- **SHORT TASK**
Update the part of the records that opens with the line containing "Track-and-sign request: indicate each instance of the grassy" and closes with the line containing "x=954, y=483": write those lines out again with "gabled roof" changed to "pitched roof" and nothing else altered.

==== RECORDS PROVIDED ====

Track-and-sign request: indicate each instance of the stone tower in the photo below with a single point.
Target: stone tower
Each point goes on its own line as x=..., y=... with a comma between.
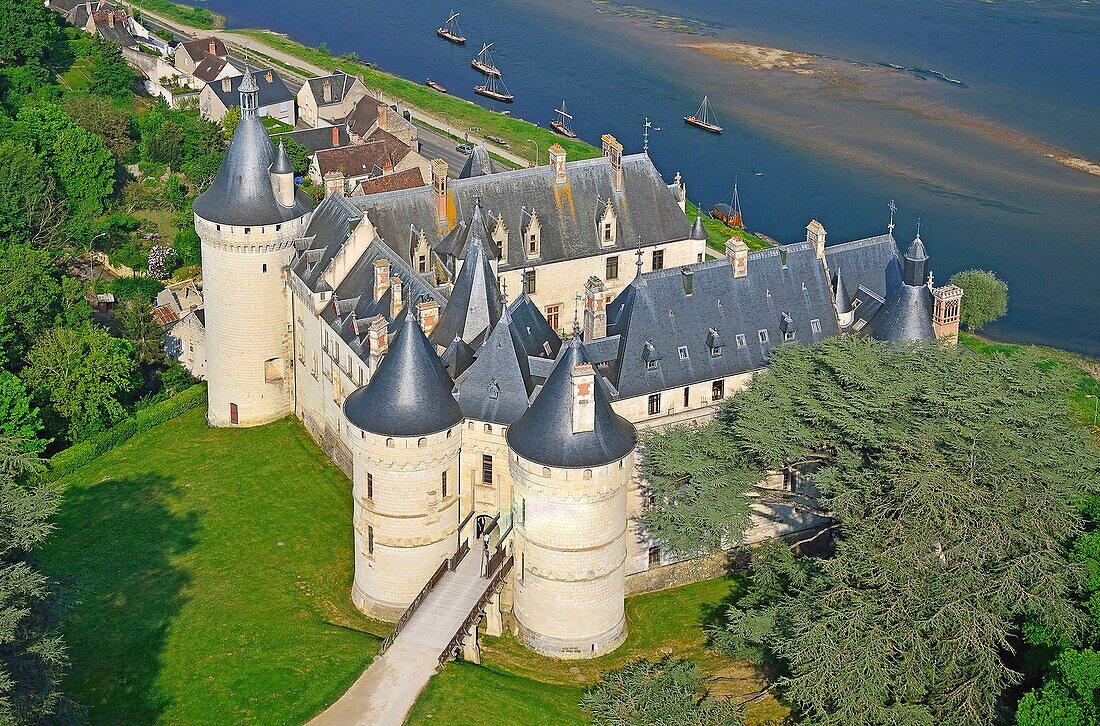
x=248, y=221
x=572, y=459
x=405, y=435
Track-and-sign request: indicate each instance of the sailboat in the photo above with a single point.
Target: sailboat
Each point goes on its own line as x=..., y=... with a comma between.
x=484, y=63
x=703, y=119
x=494, y=88
x=561, y=123
x=451, y=31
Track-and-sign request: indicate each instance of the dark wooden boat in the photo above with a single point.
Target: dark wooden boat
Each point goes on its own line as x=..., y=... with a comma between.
x=494, y=88
x=561, y=123
x=484, y=63
x=703, y=119
x=450, y=31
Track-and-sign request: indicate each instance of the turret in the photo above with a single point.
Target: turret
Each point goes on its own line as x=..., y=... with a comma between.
x=404, y=435
x=572, y=460
x=248, y=220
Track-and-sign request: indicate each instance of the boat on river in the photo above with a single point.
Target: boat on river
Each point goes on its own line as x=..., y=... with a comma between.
x=484, y=63
x=704, y=119
x=561, y=124
x=450, y=31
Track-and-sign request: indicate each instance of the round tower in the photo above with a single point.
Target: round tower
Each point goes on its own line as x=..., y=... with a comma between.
x=248, y=221
x=405, y=436
x=571, y=460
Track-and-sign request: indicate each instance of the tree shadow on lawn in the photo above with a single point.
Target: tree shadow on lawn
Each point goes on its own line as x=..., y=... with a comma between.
x=112, y=553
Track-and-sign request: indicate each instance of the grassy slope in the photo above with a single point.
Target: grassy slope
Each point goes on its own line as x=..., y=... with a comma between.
x=520, y=686
x=208, y=572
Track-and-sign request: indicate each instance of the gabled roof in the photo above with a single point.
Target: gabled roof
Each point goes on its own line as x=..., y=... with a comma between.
x=241, y=193
x=410, y=393
x=545, y=433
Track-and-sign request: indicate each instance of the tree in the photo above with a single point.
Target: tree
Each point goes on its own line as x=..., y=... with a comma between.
x=667, y=692
x=143, y=332
x=19, y=419
x=83, y=374
x=985, y=297
x=26, y=31
x=32, y=655
x=954, y=483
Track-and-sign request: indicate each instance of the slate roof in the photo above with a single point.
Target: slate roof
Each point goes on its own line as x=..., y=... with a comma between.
x=271, y=91
x=410, y=393
x=367, y=158
x=545, y=433
x=241, y=194
x=648, y=212
x=317, y=139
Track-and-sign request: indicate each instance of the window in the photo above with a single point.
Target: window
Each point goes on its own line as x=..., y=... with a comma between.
x=612, y=271
x=553, y=312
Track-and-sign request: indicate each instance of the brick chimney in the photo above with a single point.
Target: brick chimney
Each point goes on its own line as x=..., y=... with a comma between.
x=558, y=164
x=613, y=150
x=947, y=301
x=428, y=315
x=439, y=183
x=584, y=408
x=737, y=254
x=396, y=303
x=381, y=278
x=377, y=338
x=595, y=314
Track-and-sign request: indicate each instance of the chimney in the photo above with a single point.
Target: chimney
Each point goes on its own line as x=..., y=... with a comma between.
x=815, y=235
x=558, y=164
x=439, y=182
x=947, y=300
x=613, y=150
x=428, y=315
x=395, y=297
x=584, y=382
x=381, y=277
x=377, y=338
x=737, y=253
x=595, y=312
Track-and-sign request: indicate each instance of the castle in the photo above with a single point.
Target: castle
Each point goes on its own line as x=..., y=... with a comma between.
x=384, y=323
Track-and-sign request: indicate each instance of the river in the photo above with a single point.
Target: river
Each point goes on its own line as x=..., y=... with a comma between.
x=956, y=109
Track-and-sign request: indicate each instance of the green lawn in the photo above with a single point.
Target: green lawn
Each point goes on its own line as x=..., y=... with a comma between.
x=520, y=686
x=207, y=575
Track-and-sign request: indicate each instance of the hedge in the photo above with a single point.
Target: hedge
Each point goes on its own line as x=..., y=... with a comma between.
x=65, y=462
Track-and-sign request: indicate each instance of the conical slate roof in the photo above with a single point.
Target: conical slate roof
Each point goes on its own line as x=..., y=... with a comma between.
x=410, y=393
x=545, y=433
x=241, y=194
x=842, y=300
x=697, y=231
x=474, y=306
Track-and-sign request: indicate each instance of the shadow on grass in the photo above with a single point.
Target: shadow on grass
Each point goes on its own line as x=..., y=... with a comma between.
x=112, y=553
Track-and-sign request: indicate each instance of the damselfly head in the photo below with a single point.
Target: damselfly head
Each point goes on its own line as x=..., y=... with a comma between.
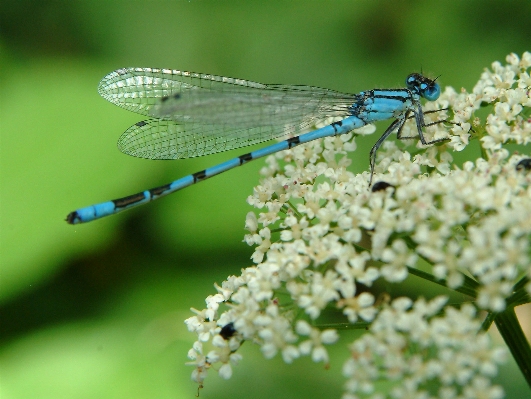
x=423, y=86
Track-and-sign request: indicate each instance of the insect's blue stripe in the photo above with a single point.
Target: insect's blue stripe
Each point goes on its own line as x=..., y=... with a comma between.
x=369, y=106
x=107, y=208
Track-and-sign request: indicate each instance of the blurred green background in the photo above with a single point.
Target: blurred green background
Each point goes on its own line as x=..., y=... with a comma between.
x=97, y=310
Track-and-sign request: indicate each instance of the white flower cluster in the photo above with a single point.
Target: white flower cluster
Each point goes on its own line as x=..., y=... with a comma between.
x=322, y=239
x=410, y=345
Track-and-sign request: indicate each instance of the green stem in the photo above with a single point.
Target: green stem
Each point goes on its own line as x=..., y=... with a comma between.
x=467, y=289
x=514, y=337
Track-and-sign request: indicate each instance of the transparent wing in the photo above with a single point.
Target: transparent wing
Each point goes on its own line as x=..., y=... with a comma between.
x=196, y=114
x=161, y=139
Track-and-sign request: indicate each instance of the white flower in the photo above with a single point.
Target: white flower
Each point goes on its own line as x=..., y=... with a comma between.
x=326, y=244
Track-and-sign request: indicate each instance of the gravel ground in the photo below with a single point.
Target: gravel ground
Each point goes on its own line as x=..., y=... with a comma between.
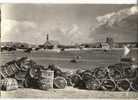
x=68, y=92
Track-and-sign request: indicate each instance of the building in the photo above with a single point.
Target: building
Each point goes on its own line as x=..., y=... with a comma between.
x=50, y=44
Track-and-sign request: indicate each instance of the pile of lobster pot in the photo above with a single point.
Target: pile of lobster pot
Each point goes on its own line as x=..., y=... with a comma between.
x=116, y=77
x=25, y=73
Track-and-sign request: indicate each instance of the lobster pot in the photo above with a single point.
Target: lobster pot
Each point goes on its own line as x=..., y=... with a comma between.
x=130, y=73
x=123, y=85
x=3, y=72
x=76, y=80
x=60, y=82
x=108, y=85
x=46, y=79
x=100, y=73
x=92, y=84
x=9, y=84
x=9, y=70
x=134, y=85
x=86, y=75
x=114, y=74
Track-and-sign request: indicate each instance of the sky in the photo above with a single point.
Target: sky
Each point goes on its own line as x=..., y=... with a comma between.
x=67, y=24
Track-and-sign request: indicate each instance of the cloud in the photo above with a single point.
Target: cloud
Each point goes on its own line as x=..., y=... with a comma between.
x=122, y=23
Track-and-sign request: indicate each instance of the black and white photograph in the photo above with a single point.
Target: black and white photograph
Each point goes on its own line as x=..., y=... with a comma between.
x=69, y=51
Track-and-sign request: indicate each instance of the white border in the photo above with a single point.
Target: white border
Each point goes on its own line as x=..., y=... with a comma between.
x=73, y=1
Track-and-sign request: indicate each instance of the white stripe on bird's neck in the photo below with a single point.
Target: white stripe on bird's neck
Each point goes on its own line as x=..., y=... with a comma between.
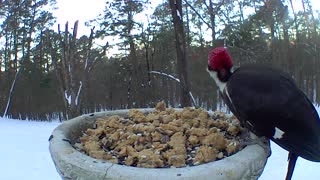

====

- **EXERCISE RESPONSE**
Track-and-sign request: indicate each instance of the grassy slope in the photo above with a single point.
Target: grassy slope
Each point goes on its own line as x=..., y=... with a comma between.
x=520, y=686
x=208, y=572
Track-and-sign request: indicate each instance of the pitched roof in the photo above with a single point.
Target: pitched roof
Each point goes on its own line as x=..., y=... with a comma between.
x=241, y=193
x=410, y=393
x=545, y=433
Track-and-sign request: indicate each instance of the tree in the photo above with a single point.
Target: tree
Each point goes on its own line as x=..., y=... with a comma between.
x=667, y=692
x=143, y=332
x=19, y=419
x=83, y=374
x=985, y=297
x=26, y=31
x=32, y=655
x=954, y=483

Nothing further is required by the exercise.